Provided records:

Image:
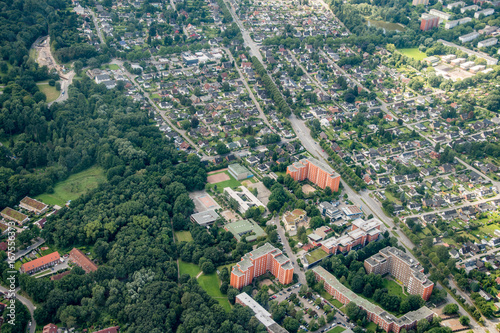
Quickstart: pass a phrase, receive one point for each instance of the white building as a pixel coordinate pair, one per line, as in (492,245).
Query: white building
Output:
(455,4)
(485,12)
(473,7)
(468,37)
(487,42)
(442,15)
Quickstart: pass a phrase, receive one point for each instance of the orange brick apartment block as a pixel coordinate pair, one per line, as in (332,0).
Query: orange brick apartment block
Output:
(259,261)
(403,268)
(317,172)
(374,313)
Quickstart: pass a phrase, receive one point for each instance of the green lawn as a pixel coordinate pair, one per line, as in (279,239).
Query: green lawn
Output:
(50,92)
(232,183)
(337,329)
(316,255)
(211,285)
(74,186)
(183,236)
(413,53)
(188,268)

Work required:
Return every line of the data above in which "building" appears.

Reply:
Quickstart: pass a phrase, receive one point for each instance of the white building as a pixel coordinate pair, one per line, as in (492,245).
Query: white building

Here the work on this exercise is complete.